→ **GOAL A**
Retype the records starting at the line containing "Annotation task — mark the beige" and ending at the end of the records, both ends included.

1

I want to configure an SSLContext correctly. Some settings can be checked with methods, e.g. get_ciphers(). Others, such as those set by set_alpn_protocols(), don't seem to have corresponding get methods. How do I check such settings?

I've tried using inspect.getmembers(), but I don't see any attributes that store the list of ALPN protocol strs. If it helps, the source code for set_alpn_protocols() seems to involve an underlying C function, but I'm not terribly familiar with C.

1 Answers1

1

The getter is not exposed in the python API, which is a recurrent theme with python's wrapper around OpenSSL in general. To do this, you'll have to monkey-patch the SSLContext.set_alpn_protocols method to store the provided alpn protocols in an instance attribute (or some other place). That way, you can access it from some other part of your application. Example:

from functools import wraps
from ssl import SSLContext, create_default_context

def wrapper(set_alpn_protocols):
    """

Excerpts of pointing data:
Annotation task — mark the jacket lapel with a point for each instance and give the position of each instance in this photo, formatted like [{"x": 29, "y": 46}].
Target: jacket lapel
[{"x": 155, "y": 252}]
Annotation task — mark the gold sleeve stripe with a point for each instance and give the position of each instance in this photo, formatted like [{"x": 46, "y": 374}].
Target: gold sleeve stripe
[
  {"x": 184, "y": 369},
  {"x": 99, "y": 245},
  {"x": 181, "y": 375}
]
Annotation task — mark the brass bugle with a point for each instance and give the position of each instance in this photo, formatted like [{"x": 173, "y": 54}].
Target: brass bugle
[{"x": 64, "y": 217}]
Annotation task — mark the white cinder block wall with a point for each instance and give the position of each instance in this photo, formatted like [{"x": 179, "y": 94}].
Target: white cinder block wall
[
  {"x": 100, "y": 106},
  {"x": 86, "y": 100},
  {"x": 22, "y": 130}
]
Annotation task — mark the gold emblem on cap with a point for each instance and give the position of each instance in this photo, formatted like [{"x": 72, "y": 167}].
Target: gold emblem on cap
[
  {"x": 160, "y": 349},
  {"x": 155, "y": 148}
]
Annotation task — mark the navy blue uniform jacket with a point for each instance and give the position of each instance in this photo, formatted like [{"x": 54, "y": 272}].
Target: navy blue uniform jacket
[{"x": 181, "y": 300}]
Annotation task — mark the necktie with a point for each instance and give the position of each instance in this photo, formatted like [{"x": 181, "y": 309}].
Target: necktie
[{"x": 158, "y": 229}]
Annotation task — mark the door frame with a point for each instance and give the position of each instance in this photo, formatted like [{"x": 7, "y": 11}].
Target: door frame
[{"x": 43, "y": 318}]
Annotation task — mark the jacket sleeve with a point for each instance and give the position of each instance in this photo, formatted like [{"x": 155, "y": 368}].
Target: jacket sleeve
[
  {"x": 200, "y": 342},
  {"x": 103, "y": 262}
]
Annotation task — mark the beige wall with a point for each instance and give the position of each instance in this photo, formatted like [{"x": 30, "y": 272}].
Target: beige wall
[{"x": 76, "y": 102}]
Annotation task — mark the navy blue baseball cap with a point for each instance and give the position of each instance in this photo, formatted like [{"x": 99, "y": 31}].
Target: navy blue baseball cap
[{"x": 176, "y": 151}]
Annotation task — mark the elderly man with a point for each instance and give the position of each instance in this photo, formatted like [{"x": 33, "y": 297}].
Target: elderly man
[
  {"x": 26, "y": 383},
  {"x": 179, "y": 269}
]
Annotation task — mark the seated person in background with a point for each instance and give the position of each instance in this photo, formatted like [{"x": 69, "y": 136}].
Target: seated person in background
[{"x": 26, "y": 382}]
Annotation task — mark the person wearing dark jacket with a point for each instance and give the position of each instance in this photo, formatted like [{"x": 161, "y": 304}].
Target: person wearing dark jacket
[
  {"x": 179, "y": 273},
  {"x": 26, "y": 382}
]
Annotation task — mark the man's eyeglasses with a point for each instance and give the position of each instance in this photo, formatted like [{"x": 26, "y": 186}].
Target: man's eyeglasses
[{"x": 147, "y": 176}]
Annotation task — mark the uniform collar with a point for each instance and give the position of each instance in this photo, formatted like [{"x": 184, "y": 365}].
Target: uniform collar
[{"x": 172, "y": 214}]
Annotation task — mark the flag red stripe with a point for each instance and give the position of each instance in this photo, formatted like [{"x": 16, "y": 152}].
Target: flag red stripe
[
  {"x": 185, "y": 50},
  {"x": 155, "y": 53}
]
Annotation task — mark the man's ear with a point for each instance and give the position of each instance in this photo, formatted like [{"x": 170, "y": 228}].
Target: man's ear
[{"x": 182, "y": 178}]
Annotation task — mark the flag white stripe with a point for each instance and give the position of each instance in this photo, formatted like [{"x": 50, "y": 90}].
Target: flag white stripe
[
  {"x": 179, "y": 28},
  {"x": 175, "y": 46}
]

→ **GOAL B**
In the SSLContext question, starting at "I want to configure" and ending at "familiar with C.", reproduce the passage with "C function" replaced by "native function".

→ **CORRECT RESULT A**
Annotation task — mark the beige wall with a point for each instance and give the position of each instance in this photo, formatted like [{"x": 30, "y": 272}].
Target: beige wall
[{"x": 76, "y": 102}]
Annotation task — mark the navy blue baseball cap with a point for each instance and give the position of each instance in this photo, formatted like [{"x": 99, "y": 31}].
Target: navy blue baseball cap
[{"x": 176, "y": 151}]
Annotation task — mark the elderly man with a point for each instance and give the position of each instance in this photo, formatted like [{"x": 33, "y": 297}].
Target: elderly man
[
  {"x": 26, "y": 383},
  {"x": 179, "y": 269}
]
Annotation task — mark the seated person in background with a point for each instance and give the position of each instance in this photo, formatted like [{"x": 69, "y": 136}].
Target: seated person in background
[{"x": 26, "y": 382}]
Annotation task — mark the person wearing dark jacket with a point for each instance and give the position of each instance in this photo, formatted like [{"x": 161, "y": 304}].
Target: person wearing dark jacket
[
  {"x": 179, "y": 273},
  {"x": 26, "y": 382}
]
Annotation task — mark the man's eyeglasses with a point for each instance and give the position of each instance in this photo, formatted like [{"x": 26, "y": 186}].
Target: man's eyeglasses
[{"x": 147, "y": 176}]
Annotation task — mark the uniform collar with a point for each instance and give the position of each instance in this photo, formatted like [{"x": 184, "y": 365}].
Target: uniform collar
[{"x": 172, "y": 214}]
Annotation task — mark the flag red stripe with a point for each instance and give the position of each instance in this photo, formatted like [{"x": 16, "y": 152}].
Target: flag red stripe
[
  {"x": 185, "y": 50},
  {"x": 155, "y": 53}
]
Annotation task — mark the man's ear with a point for each instance and give the position of each instance in this photo, formatted like [{"x": 170, "y": 228}].
Target: man's ear
[{"x": 182, "y": 178}]
Annotation task — mark the flag white stripe with a point for each instance and give the position of each instance in this photo, formatted like [{"x": 50, "y": 90}].
Target: flag white stripe
[
  {"x": 179, "y": 28},
  {"x": 175, "y": 46}
]

→ **CORRECT RESULT B**
I want to configure an SSLContext correctly. Some settings can be checked with methods, e.g. get_ciphers(). Others, such as those set by set_alpn_protocols(), don't seem to have corresponding get methods. How do I check such settings?

I've tried using inspect.getmembers(), but I don't see any attributes that store the list of ALPN protocol strs. If it helps, the source code for set_alpn_protocols() seems to involve an underlying native function, but I'm not terribly familiar with C.